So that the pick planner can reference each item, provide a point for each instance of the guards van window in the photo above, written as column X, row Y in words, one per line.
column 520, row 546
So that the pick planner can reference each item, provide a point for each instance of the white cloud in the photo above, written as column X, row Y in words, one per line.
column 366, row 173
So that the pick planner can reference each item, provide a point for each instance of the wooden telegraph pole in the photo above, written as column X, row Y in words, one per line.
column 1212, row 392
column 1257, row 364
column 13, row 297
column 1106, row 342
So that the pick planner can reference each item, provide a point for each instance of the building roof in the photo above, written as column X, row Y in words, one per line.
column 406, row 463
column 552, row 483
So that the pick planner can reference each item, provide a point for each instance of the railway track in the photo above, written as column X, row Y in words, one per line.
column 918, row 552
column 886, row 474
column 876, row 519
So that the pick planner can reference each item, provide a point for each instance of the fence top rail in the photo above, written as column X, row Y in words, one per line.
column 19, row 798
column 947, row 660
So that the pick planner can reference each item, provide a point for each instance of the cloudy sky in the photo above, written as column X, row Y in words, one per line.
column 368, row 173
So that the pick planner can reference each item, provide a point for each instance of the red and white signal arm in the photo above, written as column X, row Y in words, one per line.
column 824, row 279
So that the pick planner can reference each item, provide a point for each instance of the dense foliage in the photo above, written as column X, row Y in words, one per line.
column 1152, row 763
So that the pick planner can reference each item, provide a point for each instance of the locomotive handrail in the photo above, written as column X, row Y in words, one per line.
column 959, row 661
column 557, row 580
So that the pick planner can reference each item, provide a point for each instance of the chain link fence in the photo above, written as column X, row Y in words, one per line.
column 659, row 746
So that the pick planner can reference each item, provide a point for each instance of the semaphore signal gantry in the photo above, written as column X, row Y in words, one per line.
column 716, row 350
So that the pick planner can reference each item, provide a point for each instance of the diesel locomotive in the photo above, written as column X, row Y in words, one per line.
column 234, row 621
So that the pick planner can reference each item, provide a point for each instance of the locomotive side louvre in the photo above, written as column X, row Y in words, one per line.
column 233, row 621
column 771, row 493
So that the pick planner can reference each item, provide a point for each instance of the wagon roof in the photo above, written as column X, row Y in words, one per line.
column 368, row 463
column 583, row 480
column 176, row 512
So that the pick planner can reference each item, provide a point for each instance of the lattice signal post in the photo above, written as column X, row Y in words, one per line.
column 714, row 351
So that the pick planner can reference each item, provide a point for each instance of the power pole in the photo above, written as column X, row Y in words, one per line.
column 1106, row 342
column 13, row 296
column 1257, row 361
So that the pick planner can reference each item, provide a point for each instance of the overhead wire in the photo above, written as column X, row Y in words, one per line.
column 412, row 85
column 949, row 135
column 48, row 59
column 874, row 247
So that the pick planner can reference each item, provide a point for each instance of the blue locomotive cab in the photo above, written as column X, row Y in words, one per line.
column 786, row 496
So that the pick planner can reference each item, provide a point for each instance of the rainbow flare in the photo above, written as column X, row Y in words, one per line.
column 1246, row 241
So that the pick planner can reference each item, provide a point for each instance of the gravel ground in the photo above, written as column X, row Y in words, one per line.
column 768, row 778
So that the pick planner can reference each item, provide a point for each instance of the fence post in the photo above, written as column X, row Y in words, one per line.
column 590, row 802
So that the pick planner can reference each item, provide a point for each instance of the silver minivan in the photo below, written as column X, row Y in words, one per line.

WORK TO DO :: Retype all of the material above word for word, keeping every line as it stands.

COMPLETE RESPONSE ::
So that the pick planner can reference each item, provide a point for each instance of the guards van window in the photo above, written as column X, row Y in words, one per line.
column 520, row 546
So that the pick planner can reference each item, provide a point for each instance of the white cloud in the photo above, written as column X, row Y in words, one per line.
column 366, row 173
So that the pick planner can reference each item, provide a point for each instance of the wooden telegraph pole in the photo above, written as column X, row Y in words, one per line.
column 1212, row 392
column 1257, row 364
column 13, row 297
column 1106, row 342
So that the pick planner can reference each item, provide a point for each instance of the building roof in the photo above, written as column X, row Y in words, one per line.
column 406, row 463
column 552, row 483
So that the pick planner can reference each item, provide a point for each instance of the railway track in the photo above, written as column X, row Y in words, one per line.
column 918, row 552
column 886, row 474
column 876, row 519
So that the pick planner can reference each item, provide a point for each instance of the fence top rail in the photo above, written as column X, row Y in words, one per line.
column 19, row 798
column 947, row 660
So that the pick planner can reference each item, provide a point for each instance of the cloudy sky in the photo above, written as column X, row Y in words, one per line.
column 368, row 173
So that the pick planner can reference each item, provide a point for each instance of the red and white signal arm in the photo above, written as column X, row Y in words, one per line.
column 824, row 279
So that the pick planner can reference each item, provide a point for each instance of the dense foliage in the photo above, written as column X, row Y in words, one per line.
column 1152, row 763
So that the pick planner can reference each item, provide a point for each instance of the locomotive handrail in the photo above, written as column X, row Y in words, one per line.
column 959, row 661
column 557, row 580
So that the pick planner can reference each item, provide a point for each instance of the chain link fence in the photo above, written as column X, row Y in words, one per line.
column 659, row 746
So that the pick planner can reference each item, provide a point for each instance of the semaphore signal gantry in the photo above, written as column X, row Y in words, one per line.
column 716, row 350
So that the pick planner can reference each item, provide a point for each instance of the diesel locomotive in the photo above, written as column X, row Y in words, one per line.
column 234, row 621
So that the pick planner can reference each item, provide a point for each instance of the locomotive side louvre in the photo above, written as column X, row Y in words, one per line.
column 233, row 621
column 771, row 493
So that the pick planner can reference each item, provide a point for each instance of the wagon roof in the photo above, written as column X, row Y in words, one per line.
column 368, row 463
column 583, row 480
column 176, row 512
So that the pick planner can reference each item, provide a point for each instance of the lattice signal post in the photo above, written as column X, row Y in words, one per line.
column 714, row 351
So that the pick planner can reference each item, provide a point for each instance of the power pole in the photo above, written as column X, row Y in words, one per line.
column 1106, row 342
column 13, row 296
column 1257, row 361
So that the pick planner can reference each item, provide a point for each instance of the overhead wire in the photo above, written as column X, row Y in words, one per line.
column 412, row 85
column 949, row 135
column 48, row 59
column 874, row 247
So that the pick planner can reference each item, provide a point for each instance of the blue locomotive cab in the photo above, written as column X, row Y in words, one per line.
column 786, row 496
So that the pick planner can reference each item, provide a point for each instance of the rainbow flare in the photo above, written as column X, row Y in words, one per line.
column 1246, row 241
So that the pick planner can reference each item, provide a point for each instance of the gravel ground in the photo above, written as column X, row Y in words, one per line.
column 768, row 778
So that the pick planner can reference each item, provide a point for each instance of the fence post in the photo above, written as column X, row Y in words, one per line.
column 590, row 802
So that the pick planner can reference each item, provide a point for each instance of the silver minivan in the photo below, written as column X, row Y in words, one per line.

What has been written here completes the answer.